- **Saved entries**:
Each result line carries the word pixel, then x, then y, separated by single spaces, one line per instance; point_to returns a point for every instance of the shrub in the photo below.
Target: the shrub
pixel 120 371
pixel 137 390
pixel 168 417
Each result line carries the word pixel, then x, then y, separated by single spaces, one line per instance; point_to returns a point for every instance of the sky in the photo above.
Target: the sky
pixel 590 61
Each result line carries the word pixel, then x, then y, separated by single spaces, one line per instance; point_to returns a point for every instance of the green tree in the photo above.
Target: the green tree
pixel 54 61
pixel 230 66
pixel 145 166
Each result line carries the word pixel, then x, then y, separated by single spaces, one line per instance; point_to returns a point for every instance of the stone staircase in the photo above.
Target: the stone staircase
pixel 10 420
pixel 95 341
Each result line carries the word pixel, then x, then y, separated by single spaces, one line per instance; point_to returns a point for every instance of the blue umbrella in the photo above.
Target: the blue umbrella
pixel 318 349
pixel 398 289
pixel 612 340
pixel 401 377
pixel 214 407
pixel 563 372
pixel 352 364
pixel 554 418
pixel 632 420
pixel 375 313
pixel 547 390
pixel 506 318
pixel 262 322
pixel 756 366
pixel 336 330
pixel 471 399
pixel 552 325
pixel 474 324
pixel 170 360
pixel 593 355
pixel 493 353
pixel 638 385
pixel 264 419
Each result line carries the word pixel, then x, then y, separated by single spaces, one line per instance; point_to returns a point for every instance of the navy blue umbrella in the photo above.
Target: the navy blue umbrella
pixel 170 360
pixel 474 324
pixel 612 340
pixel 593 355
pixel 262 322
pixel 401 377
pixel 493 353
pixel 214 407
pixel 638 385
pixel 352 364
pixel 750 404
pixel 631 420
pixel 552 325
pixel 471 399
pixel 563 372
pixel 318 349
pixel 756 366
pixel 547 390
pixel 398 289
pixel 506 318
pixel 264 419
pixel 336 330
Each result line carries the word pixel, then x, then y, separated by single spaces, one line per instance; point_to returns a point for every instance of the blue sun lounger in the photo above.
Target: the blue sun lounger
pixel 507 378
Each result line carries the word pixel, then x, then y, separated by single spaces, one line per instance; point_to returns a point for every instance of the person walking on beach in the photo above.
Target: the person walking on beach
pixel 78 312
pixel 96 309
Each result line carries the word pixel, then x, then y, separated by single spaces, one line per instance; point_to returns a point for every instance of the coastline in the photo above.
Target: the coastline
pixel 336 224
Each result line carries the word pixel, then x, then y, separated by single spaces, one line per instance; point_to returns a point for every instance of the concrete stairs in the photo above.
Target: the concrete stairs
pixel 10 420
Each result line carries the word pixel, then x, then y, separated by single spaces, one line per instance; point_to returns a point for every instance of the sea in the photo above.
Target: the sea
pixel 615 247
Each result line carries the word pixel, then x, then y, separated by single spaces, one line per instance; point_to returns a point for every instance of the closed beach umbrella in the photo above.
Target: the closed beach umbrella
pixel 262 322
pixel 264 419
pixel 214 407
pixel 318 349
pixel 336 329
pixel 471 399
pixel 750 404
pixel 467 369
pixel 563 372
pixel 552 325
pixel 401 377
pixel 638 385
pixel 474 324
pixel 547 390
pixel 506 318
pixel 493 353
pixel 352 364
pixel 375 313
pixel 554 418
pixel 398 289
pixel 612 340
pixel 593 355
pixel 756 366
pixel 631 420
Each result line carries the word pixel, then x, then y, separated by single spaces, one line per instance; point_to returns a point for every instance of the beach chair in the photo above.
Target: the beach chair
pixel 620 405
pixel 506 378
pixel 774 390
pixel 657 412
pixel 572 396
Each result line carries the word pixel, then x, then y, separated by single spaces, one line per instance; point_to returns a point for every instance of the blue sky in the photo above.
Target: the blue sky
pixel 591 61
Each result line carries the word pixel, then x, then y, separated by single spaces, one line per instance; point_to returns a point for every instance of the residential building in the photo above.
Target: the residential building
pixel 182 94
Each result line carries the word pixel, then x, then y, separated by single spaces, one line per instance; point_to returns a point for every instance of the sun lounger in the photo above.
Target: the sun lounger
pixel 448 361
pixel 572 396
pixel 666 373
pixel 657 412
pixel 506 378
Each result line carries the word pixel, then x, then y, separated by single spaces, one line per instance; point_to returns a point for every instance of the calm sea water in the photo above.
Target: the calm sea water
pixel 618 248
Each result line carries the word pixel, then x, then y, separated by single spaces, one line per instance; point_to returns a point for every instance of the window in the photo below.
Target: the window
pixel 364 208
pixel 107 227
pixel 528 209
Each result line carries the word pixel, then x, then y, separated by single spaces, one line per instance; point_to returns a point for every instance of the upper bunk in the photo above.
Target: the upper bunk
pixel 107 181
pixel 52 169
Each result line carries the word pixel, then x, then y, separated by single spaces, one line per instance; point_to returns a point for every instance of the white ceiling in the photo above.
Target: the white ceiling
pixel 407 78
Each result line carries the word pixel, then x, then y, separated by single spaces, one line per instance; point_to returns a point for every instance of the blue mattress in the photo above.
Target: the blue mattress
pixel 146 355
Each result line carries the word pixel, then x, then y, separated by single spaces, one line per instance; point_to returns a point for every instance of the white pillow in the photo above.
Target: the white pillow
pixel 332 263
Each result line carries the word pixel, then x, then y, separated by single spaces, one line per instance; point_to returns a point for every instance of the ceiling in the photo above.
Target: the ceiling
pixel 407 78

- **To do**: Output each of the records exactly as it stands above.

- **Output of the task**:
Each result line carries the word pixel, then x, then y, separated by single spaces, one line per instance; point_to returns a point for every instance of the shrub in the photo below.
Target: the shrub
pixel 120 371
pixel 137 390
pixel 168 417
Each result line carries the word pixel, then x, then y, separated by single spaces, one line per instance; point_to returns a point for every instance of the sky in the photo above.
Target: the sky
pixel 590 61
Each result line carries the word pixel, then x, then y, separated by single spaces, one line per instance; point_to returns a point for every instance of the green tree in the photo above.
Target: the green tree
pixel 54 61
pixel 230 66
pixel 145 166
Each result line carries the word pixel, then x, then y, separated by single spaces, one line per instance; point_to returns a point for every instance of the stone staircase in the photo above.
Target: the stone staircase
pixel 10 420
pixel 95 341
Each result line carries the word pixel, then x, then y, separated by single spaces, one line per instance; point_to returns a point for every instance of the blue umbrella in the photo above.
Target: the blue umbrella
pixel 318 349
pixel 398 289
pixel 612 340
pixel 401 377
pixel 214 407
pixel 563 372
pixel 352 364
pixel 554 418
pixel 632 420
pixel 375 313
pixel 547 390
pixel 506 318
pixel 262 322
pixel 756 366
pixel 336 330
pixel 471 399
pixel 552 325
pixel 474 324
pixel 170 360
pixel 593 355
pixel 493 353
pixel 638 385
pixel 264 419
Each result line carries the word pixel, then x, then y, separated by single spaces, one line per instance; point_to returns a point for every instance of the navy blue umbrella in the photo above.
Target: the navy blue umbrella
pixel 170 360
pixel 474 324
pixel 612 340
pixel 593 355
pixel 262 322
pixel 401 377
pixel 493 353
pixel 214 407
pixel 638 385
pixel 352 364
pixel 750 404
pixel 631 420
pixel 552 325
pixel 471 399
pixel 563 372
pixel 318 349
pixel 756 366
pixel 547 390
pixel 398 289
pixel 506 318
pixel 264 419
pixel 336 330
Each result line carries the word pixel, then x, then y, separated by single spaces, one line per instance; point_to returns a point for every instance of the blue sun lounger in the photo above.
Target: the blue sun lounger
pixel 507 378
Each result line carries the word pixel, then x, then y, separated by single spaces, one line per instance; point_to returns a point for every instance of the person walking on beach in the photo above.
Target: the person walking on beach
pixel 78 312
pixel 96 309
Each result line carries the word pixel, then x, then y, separated by single spaces, one line per instance; point_to returns a point for every instance of the coastline in the photo above.
Target: the coastline
pixel 336 224
Each result line carries the word pixel, then x, then y, separated by single spaces, one line per instance; point_to returns a point for every instance of the concrete stairs in the photo above.
Target: the concrete stairs
pixel 10 420
Each result line carries the word pixel, then x, then y, separated by single spaces, one line per instance; point_to returns a point for every instance of the sea in the photo above.
Target: the sea
pixel 615 247
Each result line carries the word pixel, then x, then y, separated by single spaces, one line per instance; point_to returns a point for every instance of the closed beach umbrella in the photo above.
Target: the closed beach umbrella
pixel 262 322
pixel 264 419
pixel 214 407
pixel 318 349
pixel 336 329
pixel 471 399
pixel 750 404
pixel 467 369
pixel 563 372
pixel 552 325
pixel 401 377
pixel 638 385
pixel 474 324
pixel 547 390
pixel 506 318
pixel 493 353
pixel 352 364
pixel 375 313
pixel 554 418
pixel 398 289
pixel 612 340
pixel 593 355
pixel 756 366
pixel 631 420
Each result line carries the word pixel, then x, then y, separated by single spaces, one line per instance; point_to returns a point for every instance of the beach chair in the photo above.
Target: the beach chair
pixel 620 405
pixel 506 378
pixel 774 390
pixel 657 412
pixel 572 396
Each result line carries the word pixel, then x, then y, separated by single spaces, one line per instance; point_to returns a point for every instance of the blue sky in the photo above.
Target: the blue sky
pixel 591 61
Each result line carries the word pixel, then x, then y, separated by single spaces, one line per instance; point_to returns a point for every instance of the residential building in the photo above.
Target: the residential building
pixel 182 94
Each result line carries the word pixel, then x, then y, separated by single spaces, one line per instance; point_to returns a point for every instance of the sun lounger in the photo above.
Target: the sun lounger
pixel 448 361
pixel 572 396
pixel 666 373
pixel 657 412
pixel 506 378
Each result line carries the word pixel, then x, then y, separated by single spaces, one line per instance; point_to returns a point for every instance of the calm sea water in the photo above.
Target: the calm sea water
pixel 618 248
Each result line carries the word pixel, then x, then y, separated by single spaces, one line per instance; point_to returns a point for every instance of the window in the photo below.
Target: the window
pixel 364 208
pixel 107 227
pixel 528 209
Each result line carries the word pixel, then x, then y, separated by single spaces, one line per instance; point_to returns a point for every instance of the upper bunk in the photo above.
Target: the upper bunk
pixel 107 181
pixel 52 169
Each result line carries the word pixel, then x, then y, separated by single spaces, one line per instance; point_to returns a point for every instance of the white ceiling in the photo above.
Target: the white ceiling
pixel 407 78
Each result line carries the word pixel, then x, then y, separated by single spaces, one line per instance; point_to returns a point for every instance of the blue mattress in the photo above.
Target: the blue mattress
pixel 146 355
Each result line carries the word pixel, then x, then y, separated by single spaces, one line per instance; point_to returns a point for every instance of the white pillow in the photo above.
Target: the white pillow
pixel 332 263
Each result line carries the word pixel, then x, then y, separated by single spaces, one line per instance; point_to returns a point for every instance of the ceiling in the photo above.
Target: the ceiling
pixel 407 78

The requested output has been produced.